> PASSAGE SHOWN
════════

Rachel Zeffira – The Deserters
Another discovery via Lauren Laverne’s 6 Music show. Multi-instrumentalist Zeffira has produced a wonderful collection of songs with a startling array of textures. Vocally I’m reminded of Julee Cruise, which is no bad thing… One of my albums of 2012.
Saint Etienne – More Words and Music by…
The US deluxe edition of Saint Etienne’s brilliant comeback album is in many ways better than the UK version (which came with a second disc of hit n miss remixes). More Words, which the band made available in limited quantities on their website when they returned from their US tour, has a nice set of B-sides and covers and is in its own way just as good as the main release.
Dutch Uncles – Out of Touch In The Wild
Dutch Uncles were one of my finds of last year – loved their Electric Counterpoint sampling debut and the follow up is just as good. This psychedelic art-rock reminds me of Talking Heads which can only be a good thing.
New Order – Lost Sirens
I have a complicated relationship with New Order. They are probably my favourite band but they haven’t made an album I’ve really enjoyed since Republic. As such I wasn’t expecting much of this collection of tracks that didn’t make the cut for the messy and uneven Waiting For The Sirens’ Call but it’s actually a pretty good mini album. It’s a shame that there is so much bad blood between the current members and Peter Hook, this shows there was still life in them before they imploded…
The Timelords – Doctorin’ The TARDIS
Hated this at the time, but I’m reconciled with it now and it is a perfect example of how The Rules worked. Not sure The Rules work any more in this age of manufactured, pre-packaged, X-Factor wannabes but I’d like to think they do…
Del & Xavier – Tickle
Even in mixtape form Del Marquis manages to produce something with more of the quirky Scissor Sisters personality than Magic Hour. Great stuff – I look forward to the album!
December flew by – so I’m rather late again!
Bat For Lashes – The Haunted Man
Natasha Khan’s third album is starkly beautiful. Gone are the lush exotic arrangements of Two Suns, replaced with glacial synths reflecting the melancholy mood. A perfect autumn/winter album that shimmers like pale sun on a frosty day.
Björk – Bastards
The Biophillia project rolls on, an app, an album, a live residency and now the inevitable re-mix album. Some of these mixes bring the songs of Biophillia into focus, others add even more layers of complexity. A mixed bag – equal parts baffling and beguiling…
College – A Real Hero EP
I don’t actually remember buying this – must have been an odd amount of eMusic credit left and I’d favourited them some time ago (presumably after hearing on 6 Music). The title track is a lovely piece of swoony electronic pop, the rest are slightly throwaway instrumentals.

════════

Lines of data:

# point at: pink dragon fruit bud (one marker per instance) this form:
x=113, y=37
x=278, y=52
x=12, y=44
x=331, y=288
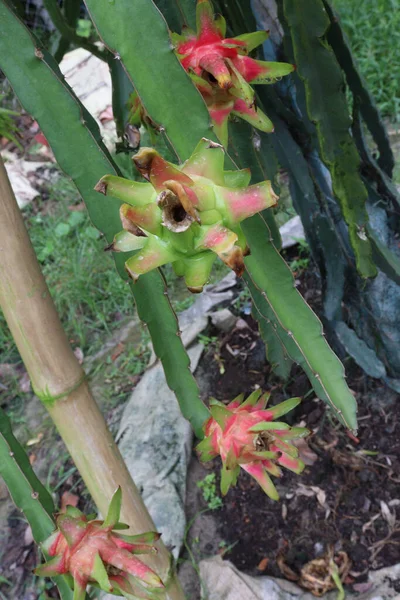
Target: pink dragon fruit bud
x=93, y=553
x=186, y=215
x=222, y=70
x=246, y=435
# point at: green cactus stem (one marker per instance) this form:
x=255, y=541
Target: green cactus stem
x=54, y=372
x=27, y=492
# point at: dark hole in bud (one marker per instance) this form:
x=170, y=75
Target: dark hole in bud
x=179, y=214
x=210, y=78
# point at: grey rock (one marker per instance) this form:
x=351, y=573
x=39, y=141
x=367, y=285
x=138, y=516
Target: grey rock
x=155, y=441
x=224, y=582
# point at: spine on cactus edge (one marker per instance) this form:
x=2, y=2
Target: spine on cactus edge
x=327, y=108
x=285, y=301
x=57, y=377
x=81, y=154
x=27, y=492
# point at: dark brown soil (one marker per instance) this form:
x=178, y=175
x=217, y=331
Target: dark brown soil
x=348, y=498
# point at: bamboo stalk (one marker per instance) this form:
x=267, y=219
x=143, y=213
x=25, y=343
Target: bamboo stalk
x=59, y=381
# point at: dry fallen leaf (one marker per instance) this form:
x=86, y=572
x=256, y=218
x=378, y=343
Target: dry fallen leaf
x=305, y=453
x=262, y=565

════════

> SHORT TASK 1
Print the part of the music reviews from "Björk – Bastards" up to and including "slightly throwaway instrumentals.".
> SHORT TASK 2
In the music reviews, list every release that comes after the sentence "December flew by – so I'm rather late again!" Give the artist and the title for each.

> EXPECTED OUTPUT 1
Björk – Bastards
The Biophillia project rolls on, an app, an album, a live residency and now the inevitable re-mix album. Some of these mixes bring the songs of Biophillia into focus, others add even more layers of complexity. A mixed bag – equal parts baffling and beguiling…
College – A Real Hero EP
I don’t actually remember buying this – must have been an odd amount of eMusic credit left and I’d favourited them some time ago (presumably after hearing on 6 Music). The title track is a lovely piece of swoony electronic pop, the rest are slightly throwaway instrumentals.

> EXPECTED OUTPUT 2
Bat For Lashes – The Haunted Man
Björk – Bastards
College – A Real Hero EP